Show each line below that contains the string "path". Case counts.

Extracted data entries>
[Start]

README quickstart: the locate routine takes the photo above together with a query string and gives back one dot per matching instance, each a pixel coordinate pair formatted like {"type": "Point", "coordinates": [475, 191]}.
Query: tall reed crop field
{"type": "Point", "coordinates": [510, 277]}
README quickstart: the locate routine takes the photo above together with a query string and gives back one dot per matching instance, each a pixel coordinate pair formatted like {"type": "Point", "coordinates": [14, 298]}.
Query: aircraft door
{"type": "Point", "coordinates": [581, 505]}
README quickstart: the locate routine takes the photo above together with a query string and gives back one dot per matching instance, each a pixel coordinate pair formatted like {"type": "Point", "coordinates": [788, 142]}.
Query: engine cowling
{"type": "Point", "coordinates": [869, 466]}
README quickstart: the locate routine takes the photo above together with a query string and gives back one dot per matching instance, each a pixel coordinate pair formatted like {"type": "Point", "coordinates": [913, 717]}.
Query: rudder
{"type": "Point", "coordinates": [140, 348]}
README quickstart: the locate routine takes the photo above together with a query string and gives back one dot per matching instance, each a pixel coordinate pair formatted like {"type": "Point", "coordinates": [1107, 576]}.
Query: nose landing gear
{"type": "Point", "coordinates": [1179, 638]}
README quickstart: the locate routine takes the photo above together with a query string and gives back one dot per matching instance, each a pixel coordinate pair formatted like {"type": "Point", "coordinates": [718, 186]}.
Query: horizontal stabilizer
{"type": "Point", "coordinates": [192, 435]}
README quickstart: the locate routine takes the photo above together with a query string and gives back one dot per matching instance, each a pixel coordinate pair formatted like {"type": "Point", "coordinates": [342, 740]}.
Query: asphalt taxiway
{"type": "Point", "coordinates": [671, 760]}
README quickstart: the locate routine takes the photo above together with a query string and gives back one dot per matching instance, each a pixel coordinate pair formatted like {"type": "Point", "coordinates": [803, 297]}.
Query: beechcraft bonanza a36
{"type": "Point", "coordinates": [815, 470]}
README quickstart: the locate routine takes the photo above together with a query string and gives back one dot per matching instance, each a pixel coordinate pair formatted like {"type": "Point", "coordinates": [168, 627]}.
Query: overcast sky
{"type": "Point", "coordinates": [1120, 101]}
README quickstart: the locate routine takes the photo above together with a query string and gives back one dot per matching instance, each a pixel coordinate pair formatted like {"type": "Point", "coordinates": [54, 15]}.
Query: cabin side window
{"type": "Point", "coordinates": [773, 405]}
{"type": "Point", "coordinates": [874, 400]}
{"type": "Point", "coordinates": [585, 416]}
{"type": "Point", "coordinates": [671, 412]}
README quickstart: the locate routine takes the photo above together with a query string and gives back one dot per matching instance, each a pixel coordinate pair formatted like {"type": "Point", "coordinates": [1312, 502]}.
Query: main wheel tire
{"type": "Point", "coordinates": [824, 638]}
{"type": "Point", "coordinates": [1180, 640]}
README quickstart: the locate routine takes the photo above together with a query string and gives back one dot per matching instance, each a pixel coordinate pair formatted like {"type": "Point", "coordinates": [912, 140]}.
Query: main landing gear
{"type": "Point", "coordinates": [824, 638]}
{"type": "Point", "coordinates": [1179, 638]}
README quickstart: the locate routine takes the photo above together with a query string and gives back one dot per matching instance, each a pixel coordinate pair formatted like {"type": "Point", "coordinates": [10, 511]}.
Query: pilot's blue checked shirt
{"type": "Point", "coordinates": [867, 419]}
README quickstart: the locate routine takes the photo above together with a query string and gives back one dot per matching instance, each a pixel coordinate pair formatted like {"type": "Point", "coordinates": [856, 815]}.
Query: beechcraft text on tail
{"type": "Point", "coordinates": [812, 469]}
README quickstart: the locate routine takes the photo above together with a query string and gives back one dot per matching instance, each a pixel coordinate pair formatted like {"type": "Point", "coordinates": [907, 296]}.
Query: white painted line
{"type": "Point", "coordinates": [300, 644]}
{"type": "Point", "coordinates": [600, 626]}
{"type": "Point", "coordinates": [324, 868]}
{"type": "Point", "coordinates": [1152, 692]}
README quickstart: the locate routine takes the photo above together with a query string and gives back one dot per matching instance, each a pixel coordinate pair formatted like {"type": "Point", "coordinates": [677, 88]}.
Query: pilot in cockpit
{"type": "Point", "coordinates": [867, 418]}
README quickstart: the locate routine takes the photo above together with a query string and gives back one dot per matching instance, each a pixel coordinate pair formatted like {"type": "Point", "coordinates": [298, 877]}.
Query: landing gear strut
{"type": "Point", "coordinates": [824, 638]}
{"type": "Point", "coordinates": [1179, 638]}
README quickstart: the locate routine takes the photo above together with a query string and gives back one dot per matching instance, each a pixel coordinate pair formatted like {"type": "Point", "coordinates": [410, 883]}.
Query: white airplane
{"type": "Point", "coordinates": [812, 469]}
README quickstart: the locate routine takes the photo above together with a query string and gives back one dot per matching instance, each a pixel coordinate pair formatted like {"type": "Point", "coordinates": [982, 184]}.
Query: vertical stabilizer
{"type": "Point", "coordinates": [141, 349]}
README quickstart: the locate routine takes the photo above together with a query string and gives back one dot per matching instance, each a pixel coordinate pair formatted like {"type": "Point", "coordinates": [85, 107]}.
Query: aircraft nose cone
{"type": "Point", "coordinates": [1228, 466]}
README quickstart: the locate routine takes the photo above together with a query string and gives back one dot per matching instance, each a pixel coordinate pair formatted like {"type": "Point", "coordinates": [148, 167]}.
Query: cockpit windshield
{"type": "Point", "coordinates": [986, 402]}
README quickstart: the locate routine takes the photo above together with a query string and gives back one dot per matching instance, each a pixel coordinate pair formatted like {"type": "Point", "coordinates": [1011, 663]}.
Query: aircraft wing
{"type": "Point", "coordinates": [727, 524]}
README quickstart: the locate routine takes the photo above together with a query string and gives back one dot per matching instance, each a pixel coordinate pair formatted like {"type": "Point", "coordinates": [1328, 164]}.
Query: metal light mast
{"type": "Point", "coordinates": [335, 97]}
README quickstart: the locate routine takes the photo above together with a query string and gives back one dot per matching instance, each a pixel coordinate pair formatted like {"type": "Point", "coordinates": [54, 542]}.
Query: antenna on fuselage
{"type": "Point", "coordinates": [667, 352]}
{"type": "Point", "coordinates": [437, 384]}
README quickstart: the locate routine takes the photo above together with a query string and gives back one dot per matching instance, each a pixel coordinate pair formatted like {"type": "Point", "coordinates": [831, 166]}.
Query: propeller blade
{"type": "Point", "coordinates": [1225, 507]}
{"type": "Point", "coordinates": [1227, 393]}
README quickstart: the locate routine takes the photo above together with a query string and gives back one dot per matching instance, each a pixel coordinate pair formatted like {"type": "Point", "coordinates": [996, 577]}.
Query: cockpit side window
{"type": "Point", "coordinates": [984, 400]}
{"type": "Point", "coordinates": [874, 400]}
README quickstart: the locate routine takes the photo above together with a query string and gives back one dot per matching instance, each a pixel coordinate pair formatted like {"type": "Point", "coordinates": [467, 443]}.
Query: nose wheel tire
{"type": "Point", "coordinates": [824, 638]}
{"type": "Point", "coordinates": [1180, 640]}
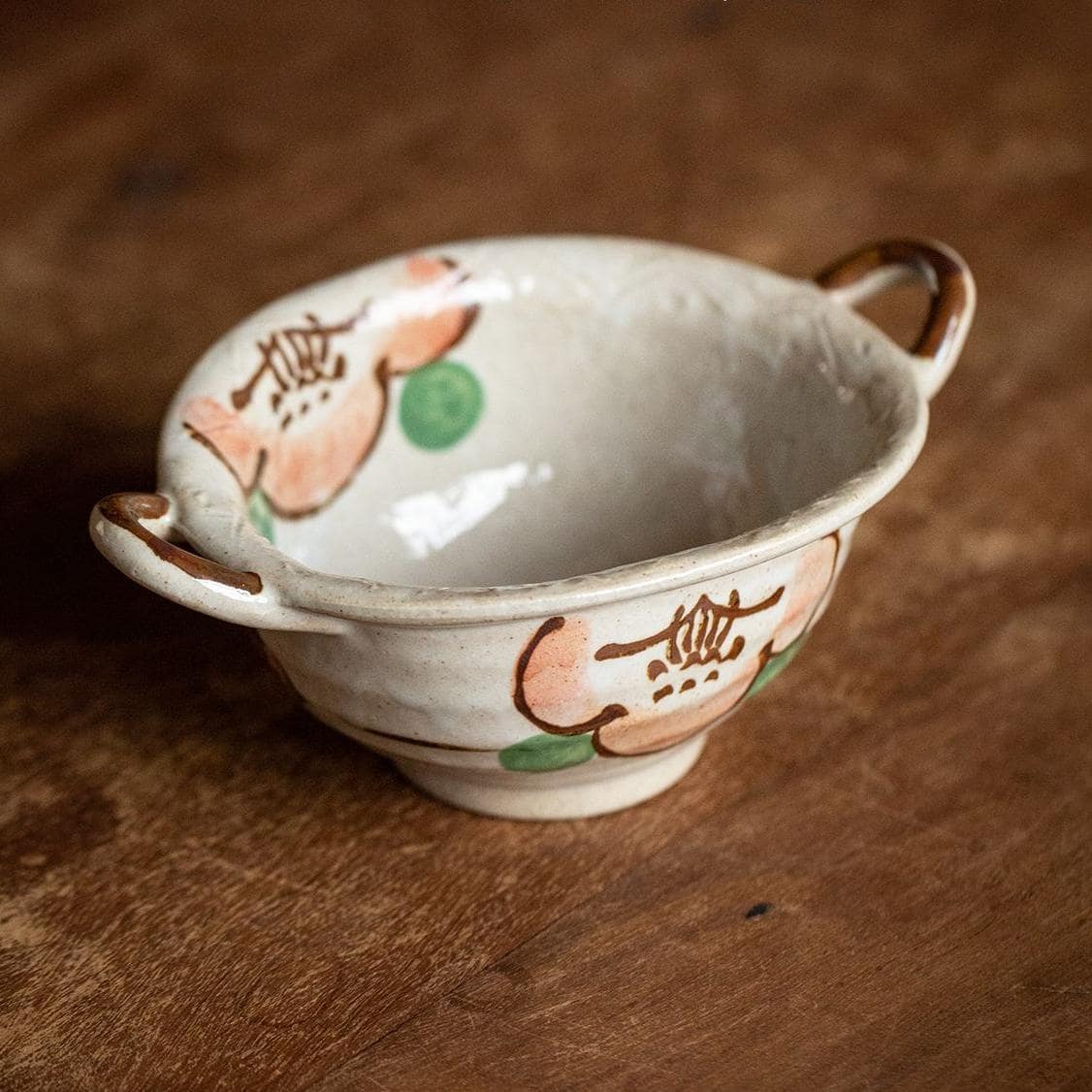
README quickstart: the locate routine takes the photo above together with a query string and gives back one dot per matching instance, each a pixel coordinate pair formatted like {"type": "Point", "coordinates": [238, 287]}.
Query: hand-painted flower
{"type": "Point", "coordinates": [308, 415]}
{"type": "Point", "coordinates": [558, 688]}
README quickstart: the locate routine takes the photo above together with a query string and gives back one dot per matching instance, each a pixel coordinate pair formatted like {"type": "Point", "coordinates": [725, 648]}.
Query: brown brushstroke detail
{"type": "Point", "coordinates": [717, 708]}
{"type": "Point", "coordinates": [714, 622]}
{"type": "Point", "coordinates": [127, 509]}
{"type": "Point", "coordinates": [297, 357]}
{"type": "Point", "coordinates": [519, 695]}
{"type": "Point", "coordinates": [945, 277]}
{"type": "Point", "coordinates": [305, 362]}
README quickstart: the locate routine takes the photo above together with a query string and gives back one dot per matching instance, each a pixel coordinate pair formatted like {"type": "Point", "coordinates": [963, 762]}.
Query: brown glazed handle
{"type": "Point", "coordinates": [868, 271]}
{"type": "Point", "coordinates": [127, 509]}
{"type": "Point", "coordinates": [119, 528]}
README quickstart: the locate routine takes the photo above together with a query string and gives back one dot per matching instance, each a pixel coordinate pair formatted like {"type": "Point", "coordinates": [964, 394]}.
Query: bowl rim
{"type": "Point", "coordinates": [212, 517]}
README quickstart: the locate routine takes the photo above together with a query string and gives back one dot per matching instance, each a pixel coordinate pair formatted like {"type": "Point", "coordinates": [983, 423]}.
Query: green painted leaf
{"type": "Point", "coordinates": [545, 752]}
{"type": "Point", "coordinates": [440, 404]}
{"type": "Point", "coordinates": [776, 665]}
{"type": "Point", "coordinates": [260, 514]}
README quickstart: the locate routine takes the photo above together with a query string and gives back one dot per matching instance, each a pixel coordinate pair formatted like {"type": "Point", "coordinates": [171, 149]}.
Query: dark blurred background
{"type": "Point", "coordinates": [170, 166]}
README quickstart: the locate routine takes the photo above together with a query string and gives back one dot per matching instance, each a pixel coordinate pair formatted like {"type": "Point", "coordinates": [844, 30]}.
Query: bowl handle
{"type": "Point", "coordinates": [868, 271]}
{"type": "Point", "coordinates": [129, 530]}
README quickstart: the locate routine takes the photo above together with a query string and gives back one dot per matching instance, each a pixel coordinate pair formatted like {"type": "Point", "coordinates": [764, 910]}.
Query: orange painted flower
{"type": "Point", "coordinates": [308, 416]}
{"type": "Point", "coordinates": [698, 652]}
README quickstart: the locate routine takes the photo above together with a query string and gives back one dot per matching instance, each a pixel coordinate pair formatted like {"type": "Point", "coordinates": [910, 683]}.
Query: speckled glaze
{"type": "Point", "coordinates": [530, 516]}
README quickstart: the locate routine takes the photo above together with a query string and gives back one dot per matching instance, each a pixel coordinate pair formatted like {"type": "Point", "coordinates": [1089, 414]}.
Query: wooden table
{"type": "Point", "coordinates": [201, 886]}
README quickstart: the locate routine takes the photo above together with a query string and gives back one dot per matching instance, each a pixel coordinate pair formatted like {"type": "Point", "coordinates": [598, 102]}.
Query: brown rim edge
{"type": "Point", "coordinates": [941, 272]}
{"type": "Point", "coordinates": [127, 509]}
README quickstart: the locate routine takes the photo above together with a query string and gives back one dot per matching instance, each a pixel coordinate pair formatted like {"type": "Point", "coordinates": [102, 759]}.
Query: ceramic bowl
{"type": "Point", "coordinates": [530, 516]}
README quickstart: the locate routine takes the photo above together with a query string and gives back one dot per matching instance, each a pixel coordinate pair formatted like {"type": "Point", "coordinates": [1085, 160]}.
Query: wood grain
{"type": "Point", "coordinates": [202, 888]}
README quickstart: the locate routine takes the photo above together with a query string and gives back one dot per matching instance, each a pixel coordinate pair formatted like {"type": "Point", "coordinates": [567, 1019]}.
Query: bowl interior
{"type": "Point", "coordinates": [600, 401]}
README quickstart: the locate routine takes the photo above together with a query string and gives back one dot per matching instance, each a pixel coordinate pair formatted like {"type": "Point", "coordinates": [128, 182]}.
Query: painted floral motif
{"type": "Point", "coordinates": [698, 668]}
{"type": "Point", "coordinates": [304, 422]}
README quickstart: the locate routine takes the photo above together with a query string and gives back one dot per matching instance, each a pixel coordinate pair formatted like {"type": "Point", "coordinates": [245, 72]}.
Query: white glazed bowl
{"type": "Point", "coordinates": [540, 511]}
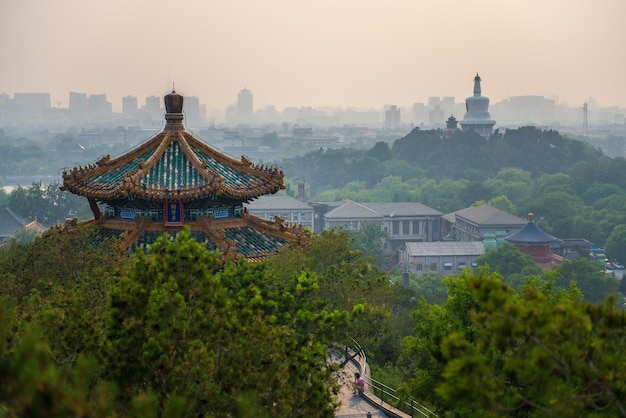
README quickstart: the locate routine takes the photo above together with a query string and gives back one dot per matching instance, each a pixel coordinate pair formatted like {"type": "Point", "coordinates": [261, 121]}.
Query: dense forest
{"type": "Point", "coordinates": [573, 189]}
{"type": "Point", "coordinates": [91, 331]}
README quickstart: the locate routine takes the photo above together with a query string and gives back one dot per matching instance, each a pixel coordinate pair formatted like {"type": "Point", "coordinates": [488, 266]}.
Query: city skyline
{"type": "Point", "coordinates": [325, 53]}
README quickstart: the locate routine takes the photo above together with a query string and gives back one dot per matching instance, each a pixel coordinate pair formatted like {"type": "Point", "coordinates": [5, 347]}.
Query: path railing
{"type": "Point", "coordinates": [385, 395]}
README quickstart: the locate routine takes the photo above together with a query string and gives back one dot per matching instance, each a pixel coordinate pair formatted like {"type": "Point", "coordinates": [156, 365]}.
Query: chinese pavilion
{"type": "Point", "coordinates": [533, 241]}
{"type": "Point", "coordinates": [175, 180]}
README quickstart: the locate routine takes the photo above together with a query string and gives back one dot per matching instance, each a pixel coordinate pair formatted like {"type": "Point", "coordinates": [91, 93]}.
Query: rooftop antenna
{"type": "Point", "coordinates": [585, 120]}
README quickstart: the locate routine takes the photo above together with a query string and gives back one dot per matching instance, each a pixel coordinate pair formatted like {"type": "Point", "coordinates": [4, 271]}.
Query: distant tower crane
{"type": "Point", "coordinates": [585, 120]}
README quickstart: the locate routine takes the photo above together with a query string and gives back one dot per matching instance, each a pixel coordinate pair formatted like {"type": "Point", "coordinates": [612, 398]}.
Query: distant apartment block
{"type": "Point", "coordinates": [245, 107]}
{"type": "Point", "coordinates": [392, 117]}
{"type": "Point", "coordinates": [442, 258]}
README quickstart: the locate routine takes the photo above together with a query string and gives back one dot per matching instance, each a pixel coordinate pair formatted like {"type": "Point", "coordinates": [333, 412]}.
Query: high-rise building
{"type": "Point", "coordinates": [153, 107]}
{"type": "Point", "coordinates": [392, 117]}
{"type": "Point", "coordinates": [245, 108]}
{"type": "Point", "coordinates": [129, 106]}
{"type": "Point", "coordinates": [192, 111]}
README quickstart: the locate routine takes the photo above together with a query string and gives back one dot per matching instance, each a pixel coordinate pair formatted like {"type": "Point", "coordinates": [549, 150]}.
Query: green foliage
{"type": "Point", "coordinates": [538, 353]}
{"type": "Point", "coordinates": [514, 266]}
{"type": "Point", "coordinates": [594, 284]}
{"type": "Point", "coordinates": [48, 204]}
{"type": "Point", "coordinates": [32, 385]}
{"type": "Point", "coordinates": [177, 331]}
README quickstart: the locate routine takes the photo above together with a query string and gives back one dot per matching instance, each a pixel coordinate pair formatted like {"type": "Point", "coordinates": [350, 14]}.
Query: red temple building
{"type": "Point", "coordinates": [175, 180]}
{"type": "Point", "coordinates": [533, 241]}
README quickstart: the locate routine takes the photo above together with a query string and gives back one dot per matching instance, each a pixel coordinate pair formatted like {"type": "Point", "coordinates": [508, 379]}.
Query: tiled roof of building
{"type": "Point", "coordinates": [351, 209]}
{"type": "Point", "coordinates": [379, 210]}
{"type": "Point", "coordinates": [249, 237]}
{"type": "Point", "coordinates": [173, 164]}
{"type": "Point", "coordinates": [273, 202]}
{"type": "Point", "coordinates": [173, 181]}
{"type": "Point", "coordinates": [530, 234]}
{"type": "Point", "coordinates": [402, 209]}
{"type": "Point", "coordinates": [444, 248]}
{"type": "Point", "coordinates": [485, 215]}
{"type": "Point", "coordinates": [10, 222]}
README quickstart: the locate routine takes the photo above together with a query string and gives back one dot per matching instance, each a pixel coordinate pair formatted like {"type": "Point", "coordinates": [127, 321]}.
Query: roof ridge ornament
{"type": "Point", "coordinates": [174, 110]}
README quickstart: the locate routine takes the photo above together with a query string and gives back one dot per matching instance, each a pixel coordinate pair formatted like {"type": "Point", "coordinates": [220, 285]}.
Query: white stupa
{"type": "Point", "coordinates": [477, 116]}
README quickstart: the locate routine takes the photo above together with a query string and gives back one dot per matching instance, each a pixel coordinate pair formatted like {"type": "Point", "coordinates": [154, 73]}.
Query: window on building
{"type": "Point", "coordinates": [416, 227]}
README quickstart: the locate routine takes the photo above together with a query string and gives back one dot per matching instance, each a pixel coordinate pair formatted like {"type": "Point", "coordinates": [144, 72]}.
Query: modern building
{"type": "Point", "coordinates": [477, 116]}
{"type": "Point", "coordinates": [175, 180]}
{"type": "Point", "coordinates": [439, 257]}
{"type": "Point", "coordinates": [472, 223]}
{"type": "Point", "coordinates": [245, 108]}
{"type": "Point", "coordinates": [536, 243]}
{"type": "Point", "coordinates": [402, 221]}
{"type": "Point", "coordinates": [392, 117]}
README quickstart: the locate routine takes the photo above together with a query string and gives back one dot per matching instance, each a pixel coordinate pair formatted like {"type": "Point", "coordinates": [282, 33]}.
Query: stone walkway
{"type": "Point", "coordinates": [353, 406]}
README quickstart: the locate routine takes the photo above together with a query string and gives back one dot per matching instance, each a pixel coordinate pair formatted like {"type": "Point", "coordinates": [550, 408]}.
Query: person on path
{"type": "Point", "coordinates": [358, 385]}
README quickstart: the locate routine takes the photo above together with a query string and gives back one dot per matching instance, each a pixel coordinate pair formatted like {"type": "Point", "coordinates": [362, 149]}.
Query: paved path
{"type": "Point", "coordinates": [353, 406]}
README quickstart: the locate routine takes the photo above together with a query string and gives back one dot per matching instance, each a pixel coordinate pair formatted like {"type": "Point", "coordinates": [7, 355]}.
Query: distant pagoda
{"type": "Point", "coordinates": [174, 180]}
{"type": "Point", "coordinates": [531, 240]}
{"type": "Point", "coordinates": [477, 116]}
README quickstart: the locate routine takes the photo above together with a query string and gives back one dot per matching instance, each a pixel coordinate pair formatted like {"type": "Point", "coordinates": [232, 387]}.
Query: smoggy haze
{"type": "Point", "coordinates": [325, 52]}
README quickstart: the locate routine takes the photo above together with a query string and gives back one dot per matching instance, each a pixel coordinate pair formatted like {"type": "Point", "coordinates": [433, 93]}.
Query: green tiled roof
{"type": "Point", "coordinates": [114, 177]}
{"type": "Point", "coordinates": [172, 171]}
{"type": "Point", "coordinates": [229, 176]}
{"type": "Point", "coordinates": [249, 241]}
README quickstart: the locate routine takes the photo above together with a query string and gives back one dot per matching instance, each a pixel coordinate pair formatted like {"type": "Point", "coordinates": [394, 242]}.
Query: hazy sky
{"type": "Point", "coordinates": [360, 53]}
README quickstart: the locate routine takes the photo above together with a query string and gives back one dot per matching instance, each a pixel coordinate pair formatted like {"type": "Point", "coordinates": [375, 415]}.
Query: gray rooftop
{"type": "Point", "coordinates": [351, 209]}
{"type": "Point", "coordinates": [447, 248]}
{"type": "Point", "coordinates": [485, 215]}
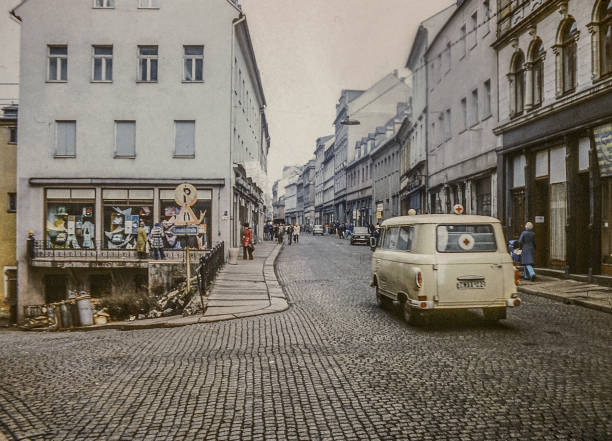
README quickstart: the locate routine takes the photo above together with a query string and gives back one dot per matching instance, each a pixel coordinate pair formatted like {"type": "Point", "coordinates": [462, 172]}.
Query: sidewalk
{"type": "Point", "coordinates": [570, 291]}
{"type": "Point", "coordinates": [247, 289]}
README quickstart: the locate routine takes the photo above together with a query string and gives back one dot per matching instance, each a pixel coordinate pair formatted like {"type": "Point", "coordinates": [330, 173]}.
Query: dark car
{"type": "Point", "coordinates": [360, 235]}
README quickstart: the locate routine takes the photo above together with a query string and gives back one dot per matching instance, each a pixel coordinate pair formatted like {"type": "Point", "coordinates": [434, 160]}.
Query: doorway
{"type": "Point", "coordinates": [541, 221]}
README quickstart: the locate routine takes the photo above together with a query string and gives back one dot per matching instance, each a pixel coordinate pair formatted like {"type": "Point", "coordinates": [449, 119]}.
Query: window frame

[End]

Problem solution>
Query: path railing
Query: person on path
Query: paved path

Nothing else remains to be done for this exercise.